§ Aim of the exercise: Each line of the data below holding the word "traditional" must be copied.

Free-text object descriptions:
++++

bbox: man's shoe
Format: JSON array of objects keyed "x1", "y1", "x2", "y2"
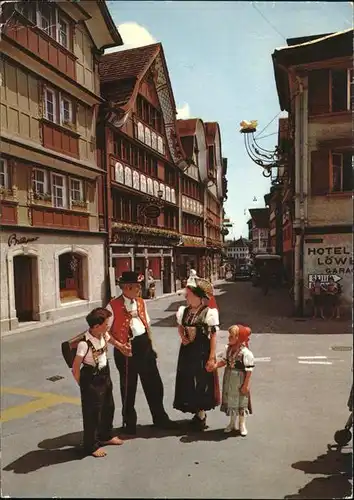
[{"x1": 122, "y1": 424, "x2": 136, "y2": 436}]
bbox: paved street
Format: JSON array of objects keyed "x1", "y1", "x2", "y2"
[{"x1": 1, "y1": 282, "x2": 352, "y2": 499}]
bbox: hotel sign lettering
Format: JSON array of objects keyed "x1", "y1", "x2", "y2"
[{"x1": 8, "y1": 233, "x2": 39, "y2": 247}]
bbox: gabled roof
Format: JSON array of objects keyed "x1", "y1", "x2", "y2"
[
  {"x1": 177, "y1": 119, "x2": 198, "y2": 137},
  {"x1": 100, "y1": 43, "x2": 160, "y2": 84},
  {"x1": 249, "y1": 208, "x2": 269, "y2": 228},
  {"x1": 99, "y1": 43, "x2": 161, "y2": 108},
  {"x1": 272, "y1": 28, "x2": 353, "y2": 111}
]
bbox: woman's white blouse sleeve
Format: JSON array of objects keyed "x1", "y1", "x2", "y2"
[
  {"x1": 205, "y1": 308, "x2": 220, "y2": 330},
  {"x1": 176, "y1": 306, "x2": 186, "y2": 326},
  {"x1": 243, "y1": 348, "x2": 255, "y2": 372}
]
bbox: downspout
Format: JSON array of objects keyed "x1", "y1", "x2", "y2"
[
  {"x1": 297, "y1": 76, "x2": 306, "y2": 316},
  {"x1": 293, "y1": 80, "x2": 302, "y2": 315}
]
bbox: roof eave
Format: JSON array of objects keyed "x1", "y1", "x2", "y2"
[{"x1": 98, "y1": 1, "x2": 123, "y2": 48}]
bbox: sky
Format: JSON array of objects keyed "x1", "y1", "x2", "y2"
[{"x1": 105, "y1": 1, "x2": 353, "y2": 239}]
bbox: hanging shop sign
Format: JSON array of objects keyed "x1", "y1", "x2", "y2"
[{"x1": 142, "y1": 204, "x2": 161, "y2": 219}]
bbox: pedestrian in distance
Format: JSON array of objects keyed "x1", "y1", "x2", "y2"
[
  {"x1": 174, "y1": 278, "x2": 220, "y2": 430},
  {"x1": 71, "y1": 307, "x2": 129, "y2": 457},
  {"x1": 325, "y1": 276, "x2": 341, "y2": 319},
  {"x1": 106, "y1": 271, "x2": 176, "y2": 436},
  {"x1": 210, "y1": 324, "x2": 254, "y2": 436},
  {"x1": 310, "y1": 277, "x2": 326, "y2": 319}
]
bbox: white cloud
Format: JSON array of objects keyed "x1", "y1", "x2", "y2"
[
  {"x1": 176, "y1": 103, "x2": 191, "y2": 120},
  {"x1": 105, "y1": 22, "x2": 157, "y2": 54}
]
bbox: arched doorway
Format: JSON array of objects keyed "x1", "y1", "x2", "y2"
[
  {"x1": 59, "y1": 252, "x2": 85, "y2": 302},
  {"x1": 13, "y1": 255, "x2": 38, "y2": 322}
]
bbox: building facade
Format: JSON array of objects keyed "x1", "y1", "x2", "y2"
[
  {"x1": 272, "y1": 29, "x2": 353, "y2": 314},
  {"x1": 0, "y1": 0, "x2": 122, "y2": 331},
  {"x1": 98, "y1": 43, "x2": 190, "y2": 297},
  {"x1": 175, "y1": 119, "x2": 226, "y2": 282},
  {"x1": 225, "y1": 238, "x2": 251, "y2": 264},
  {"x1": 248, "y1": 208, "x2": 270, "y2": 255}
]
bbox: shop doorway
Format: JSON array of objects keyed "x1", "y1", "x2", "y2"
[
  {"x1": 59, "y1": 253, "x2": 84, "y2": 302},
  {"x1": 13, "y1": 255, "x2": 37, "y2": 322},
  {"x1": 163, "y1": 257, "x2": 172, "y2": 293}
]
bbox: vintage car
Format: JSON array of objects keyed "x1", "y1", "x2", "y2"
[{"x1": 251, "y1": 254, "x2": 282, "y2": 287}]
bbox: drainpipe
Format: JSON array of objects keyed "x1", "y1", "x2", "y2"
[{"x1": 294, "y1": 76, "x2": 307, "y2": 316}]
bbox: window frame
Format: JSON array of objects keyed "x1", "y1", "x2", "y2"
[
  {"x1": 330, "y1": 68, "x2": 353, "y2": 113},
  {"x1": 330, "y1": 151, "x2": 352, "y2": 193},
  {"x1": 0, "y1": 158, "x2": 9, "y2": 189},
  {"x1": 32, "y1": 168, "x2": 48, "y2": 195},
  {"x1": 60, "y1": 94, "x2": 73, "y2": 125},
  {"x1": 44, "y1": 87, "x2": 57, "y2": 123},
  {"x1": 69, "y1": 177, "x2": 84, "y2": 203},
  {"x1": 51, "y1": 172, "x2": 67, "y2": 208}
]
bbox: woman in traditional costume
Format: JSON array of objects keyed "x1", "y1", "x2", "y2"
[{"x1": 173, "y1": 278, "x2": 220, "y2": 430}]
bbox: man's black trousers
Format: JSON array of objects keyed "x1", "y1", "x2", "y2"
[{"x1": 113, "y1": 332, "x2": 168, "y2": 429}]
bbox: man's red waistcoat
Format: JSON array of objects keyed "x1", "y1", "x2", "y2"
[{"x1": 109, "y1": 295, "x2": 149, "y2": 344}]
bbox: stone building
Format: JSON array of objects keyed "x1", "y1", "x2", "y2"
[
  {"x1": 0, "y1": 0, "x2": 122, "y2": 331},
  {"x1": 272, "y1": 29, "x2": 353, "y2": 314}
]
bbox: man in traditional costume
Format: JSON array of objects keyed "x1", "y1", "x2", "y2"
[{"x1": 106, "y1": 271, "x2": 175, "y2": 435}]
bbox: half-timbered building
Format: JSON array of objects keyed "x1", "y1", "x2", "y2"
[{"x1": 0, "y1": 0, "x2": 122, "y2": 331}]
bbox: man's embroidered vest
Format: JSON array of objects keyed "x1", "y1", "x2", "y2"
[{"x1": 109, "y1": 296, "x2": 149, "y2": 344}]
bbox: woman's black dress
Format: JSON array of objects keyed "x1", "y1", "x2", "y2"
[{"x1": 173, "y1": 305, "x2": 220, "y2": 414}]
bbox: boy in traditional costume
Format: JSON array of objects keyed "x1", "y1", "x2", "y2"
[
  {"x1": 106, "y1": 271, "x2": 175, "y2": 435},
  {"x1": 71, "y1": 307, "x2": 129, "y2": 457},
  {"x1": 174, "y1": 278, "x2": 220, "y2": 430}
]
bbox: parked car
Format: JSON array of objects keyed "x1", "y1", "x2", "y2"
[{"x1": 234, "y1": 264, "x2": 251, "y2": 281}]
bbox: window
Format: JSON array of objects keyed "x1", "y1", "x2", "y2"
[
  {"x1": 331, "y1": 69, "x2": 353, "y2": 112},
  {"x1": 44, "y1": 88, "x2": 74, "y2": 126},
  {"x1": 60, "y1": 97, "x2": 72, "y2": 124},
  {"x1": 33, "y1": 168, "x2": 46, "y2": 195},
  {"x1": 45, "y1": 88, "x2": 56, "y2": 123},
  {"x1": 58, "y1": 17, "x2": 68, "y2": 48},
  {"x1": 37, "y1": 1, "x2": 54, "y2": 37},
  {"x1": 0, "y1": 159, "x2": 8, "y2": 188},
  {"x1": 331, "y1": 152, "x2": 352, "y2": 192},
  {"x1": 59, "y1": 252, "x2": 84, "y2": 301},
  {"x1": 52, "y1": 173, "x2": 66, "y2": 208},
  {"x1": 70, "y1": 178, "x2": 83, "y2": 202}
]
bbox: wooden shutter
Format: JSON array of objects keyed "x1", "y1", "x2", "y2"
[
  {"x1": 308, "y1": 69, "x2": 330, "y2": 115},
  {"x1": 311, "y1": 150, "x2": 330, "y2": 195}
]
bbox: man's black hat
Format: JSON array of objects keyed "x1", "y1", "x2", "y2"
[{"x1": 118, "y1": 271, "x2": 144, "y2": 285}]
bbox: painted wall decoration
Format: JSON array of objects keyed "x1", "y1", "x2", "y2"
[
  {"x1": 153, "y1": 180, "x2": 159, "y2": 198},
  {"x1": 147, "y1": 178, "x2": 154, "y2": 195},
  {"x1": 133, "y1": 171, "x2": 140, "y2": 191},
  {"x1": 151, "y1": 132, "x2": 157, "y2": 151},
  {"x1": 157, "y1": 136, "x2": 164, "y2": 154},
  {"x1": 115, "y1": 162, "x2": 124, "y2": 184},
  {"x1": 304, "y1": 233, "x2": 353, "y2": 306},
  {"x1": 140, "y1": 174, "x2": 147, "y2": 193},
  {"x1": 166, "y1": 186, "x2": 171, "y2": 202},
  {"x1": 124, "y1": 166, "x2": 132, "y2": 187},
  {"x1": 145, "y1": 127, "x2": 151, "y2": 148},
  {"x1": 138, "y1": 122, "x2": 144, "y2": 142},
  {"x1": 159, "y1": 183, "x2": 165, "y2": 199}
]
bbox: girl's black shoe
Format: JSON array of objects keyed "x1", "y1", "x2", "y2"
[{"x1": 191, "y1": 414, "x2": 207, "y2": 430}]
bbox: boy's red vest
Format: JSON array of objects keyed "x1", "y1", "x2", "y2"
[{"x1": 109, "y1": 295, "x2": 149, "y2": 344}]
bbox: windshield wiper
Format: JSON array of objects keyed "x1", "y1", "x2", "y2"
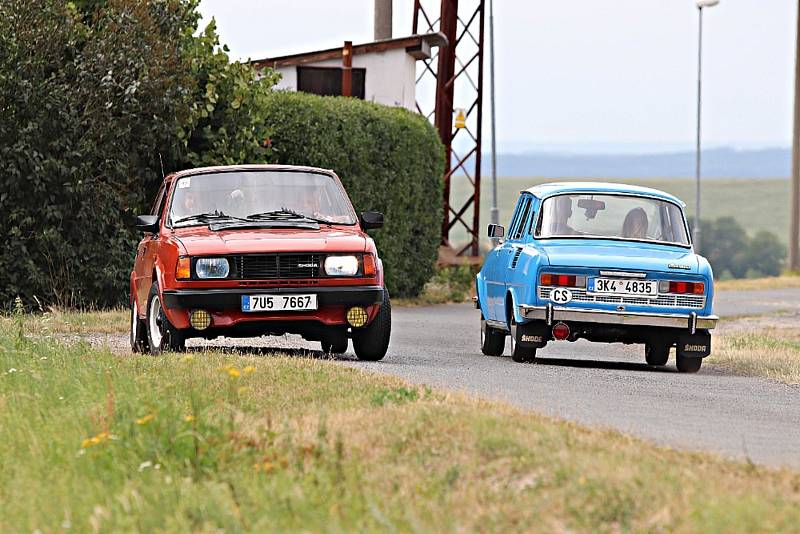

++++

§ Response below:
bbox: woman in traditional costume
bbox: man in traditional costume
bbox: boy in traditional costume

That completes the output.